What you have to do: Extract every one of the lines below and copy them out verbatim, keeping their original order.
— Begin Data supplied —
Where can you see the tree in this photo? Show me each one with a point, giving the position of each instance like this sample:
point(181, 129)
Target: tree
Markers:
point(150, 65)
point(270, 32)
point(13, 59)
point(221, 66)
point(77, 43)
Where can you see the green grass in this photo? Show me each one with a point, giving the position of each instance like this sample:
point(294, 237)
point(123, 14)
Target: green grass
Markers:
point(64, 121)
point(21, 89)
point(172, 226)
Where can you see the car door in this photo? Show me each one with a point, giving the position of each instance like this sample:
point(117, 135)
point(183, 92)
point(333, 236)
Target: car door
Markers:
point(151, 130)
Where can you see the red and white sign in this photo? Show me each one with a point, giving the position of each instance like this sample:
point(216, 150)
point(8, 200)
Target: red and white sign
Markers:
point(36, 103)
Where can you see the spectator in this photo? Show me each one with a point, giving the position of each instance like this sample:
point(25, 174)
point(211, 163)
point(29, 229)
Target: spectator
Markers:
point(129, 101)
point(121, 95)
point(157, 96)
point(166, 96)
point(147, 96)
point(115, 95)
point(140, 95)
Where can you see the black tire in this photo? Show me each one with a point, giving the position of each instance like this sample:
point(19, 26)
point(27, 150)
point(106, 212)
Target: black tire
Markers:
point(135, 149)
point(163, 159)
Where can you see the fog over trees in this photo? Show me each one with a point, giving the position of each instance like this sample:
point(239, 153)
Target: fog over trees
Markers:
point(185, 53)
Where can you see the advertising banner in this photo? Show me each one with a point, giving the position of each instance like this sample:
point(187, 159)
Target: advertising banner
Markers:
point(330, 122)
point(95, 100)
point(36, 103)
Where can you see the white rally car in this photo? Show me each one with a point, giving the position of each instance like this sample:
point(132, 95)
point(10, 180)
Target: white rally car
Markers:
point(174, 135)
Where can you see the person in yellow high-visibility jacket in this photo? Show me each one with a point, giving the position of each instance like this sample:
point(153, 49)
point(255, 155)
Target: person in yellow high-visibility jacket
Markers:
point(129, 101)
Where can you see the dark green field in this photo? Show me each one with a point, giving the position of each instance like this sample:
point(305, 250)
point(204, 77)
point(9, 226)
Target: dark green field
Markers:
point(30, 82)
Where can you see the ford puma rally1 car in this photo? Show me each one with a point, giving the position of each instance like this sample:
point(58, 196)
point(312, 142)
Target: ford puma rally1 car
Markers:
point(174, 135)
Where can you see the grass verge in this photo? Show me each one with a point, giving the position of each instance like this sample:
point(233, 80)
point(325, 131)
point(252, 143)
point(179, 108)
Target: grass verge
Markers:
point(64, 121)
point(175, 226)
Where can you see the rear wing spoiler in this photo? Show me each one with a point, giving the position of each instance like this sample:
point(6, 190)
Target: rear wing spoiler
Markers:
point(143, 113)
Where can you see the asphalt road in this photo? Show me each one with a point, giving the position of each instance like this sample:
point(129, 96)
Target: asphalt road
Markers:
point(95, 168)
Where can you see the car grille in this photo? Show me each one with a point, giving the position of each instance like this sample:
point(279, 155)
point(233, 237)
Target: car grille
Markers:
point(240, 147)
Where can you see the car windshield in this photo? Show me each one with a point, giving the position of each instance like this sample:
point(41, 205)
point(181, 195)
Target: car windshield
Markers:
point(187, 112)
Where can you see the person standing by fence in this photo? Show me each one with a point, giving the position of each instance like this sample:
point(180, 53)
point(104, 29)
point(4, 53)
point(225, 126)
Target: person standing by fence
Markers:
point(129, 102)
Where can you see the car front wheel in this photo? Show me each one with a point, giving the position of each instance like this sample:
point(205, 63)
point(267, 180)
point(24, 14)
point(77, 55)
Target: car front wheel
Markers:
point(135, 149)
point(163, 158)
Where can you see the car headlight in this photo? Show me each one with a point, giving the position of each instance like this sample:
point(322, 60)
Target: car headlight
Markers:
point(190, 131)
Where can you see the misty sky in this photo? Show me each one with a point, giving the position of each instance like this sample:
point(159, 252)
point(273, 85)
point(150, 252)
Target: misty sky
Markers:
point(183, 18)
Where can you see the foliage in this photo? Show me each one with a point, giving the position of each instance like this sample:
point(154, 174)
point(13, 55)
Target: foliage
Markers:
— End Data supplied —
Reply to the task:
Where can you see the tree in this photo? Show me each one with a point, giving the position of each instance like this sample:
point(181, 129)
Target: tree
Markers:
point(150, 65)
point(270, 32)
point(13, 59)
point(221, 66)
point(77, 43)
Where can you see the green grass in this photo? Show me each one with a point, giving the position of each instance like this sample:
point(294, 237)
point(123, 14)
Target: green grass
Markers:
point(64, 121)
point(21, 89)
point(172, 226)
Where can you see the car door in this photo? Show me each one with a point, giving the position of each instance like this sample:
point(117, 135)
point(183, 92)
point(333, 236)
Target: car door
Markers:
point(151, 130)
Where can you see the red and white sign in this photo? Show me each one with a point, giving the position of each instance like this sample:
point(216, 150)
point(8, 200)
Target: red and white sign
Markers:
point(36, 103)
Where can you see the spectator in this photo? Show me each one with a point, giving the position of each instance like this sample:
point(25, 174)
point(211, 163)
point(29, 229)
Target: spectator
Markers:
point(129, 101)
point(121, 95)
point(157, 96)
point(166, 96)
point(147, 96)
point(115, 95)
point(140, 95)
Where can you see the black tire in this photo? Show me each one with a point, giving the position of each instance like this sample:
point(19, 26)
point(27, 150)
point(106, 212)
Target: black tire
Markers:
point(135, 149)
point(163, 159)
Where can you see the fog over trees in this photo? Show me each one with a point, giving the position of each instance like this sample:
point(239, 153)
Target: fog over trees
Markers:
point(185, 53)
Where can you see the advertising banner in this photo? Show me each one with a point, giving the position of each instance like this sample:
point(187, 159)
Target: advertising banner
Markers:
point(330, 122)
point(95, 100)
point(36, 103)
Where can you see the white rally car in this photo? Show me each one with a point, giving the position of each instance like this sample:
point(132, 95)
point(10, 180)
Target: white rally car
Markers:
point(174, 135)
Where can you see the person in yellow high-visibility jacket in this photo? Show me each one with a point, giving the position of each instance like this sample:
point(153, 49)
point(255, 155)
Target: person in yellow high-visibility jacket
Markers:
point(129, 101)
Where can you see the dark green field in this photo? Show me each one with a point, giving the position of each instance like this sample:
point(305, 250)
point(204, 77)
point(9, 226)
Target: dark green field
Markers:
point(30, 82)
Where can you see the ford puma rally1 car in this photo? Show me each one with a point, giving the position of each instance like this sample:
point(58, 196)
point(312, 142)
Target: ford puma rally1 car
Markers:
point(174, 135)
Where can you see the grass verge in this photo? Show me each one with a point, giving the position of each instance like this sample:
point(233, 80)
point(325, 131)
point(252, 143)
point(179, 108)
Target: grass verge
Markers:
point(64, 121)
point(175, 226)
Where can you see the rear wing spoiler in this photo? Show me each one with a point, giving the position of each instance like this sample:
point(6, 190)
Target: rear wing spoiler
Markers:
point(143, 113)
Where can you see the asphalt road in this photo? Show me each one with a point, giving the position of each instance like this sample:
point(129, 96)
Target: asphalt road
Markers:
point(95, 168)
Where can you see the car grille in this photo? Show me each one with a point, giving the position of each instance like this sample:
point(279, 155)
point(233, 237)
Target: car grille
Markers:
point(240, 147)
Where can you see the car windshield in this photo? Show me each one with a point, giving the position of each instance like this sample:
point(41, 205)
point(181, 195)
Target: car windshield
Markers:
point(187, 112)
Where can you see the person standing by fence in this photo? Show me each one with a point, giving the position of each instance like this sample:
point(180, 53)
point(104, 29)
point(4, 53)
point(225, 126)
Target: person standing by fence
Markers:
point(129, 102)
Where can you see the car front wheel in this photo? Show me each one with a point, giving the position of each instance like this sample:
point(205, 63)
point(267, 180)
point(24, 14)
point(77, 55)
Target: car front wheel
Markers:
point(135, 149)
point(163, 158)
Where can you see the car headlight in this photo? Show me each one with a point, giving the position of each instance like this sample:
point(322, 60)
Target: car headlight
Markers:
point(190, 131)
Where can you see the misty sky in this photo? Show me each one with a point, giving the position of each instance like this sample:
point(159, 252)
point(273, 85)
point(150, 252)
Target: misty sky
Markers:
point(183, 18)
Where can you see the foliage in this photo? Show me each one with a point, giving the position of each instance like this sample:
point(154, 174)
point(13, 55)
Target: foliage
Markers:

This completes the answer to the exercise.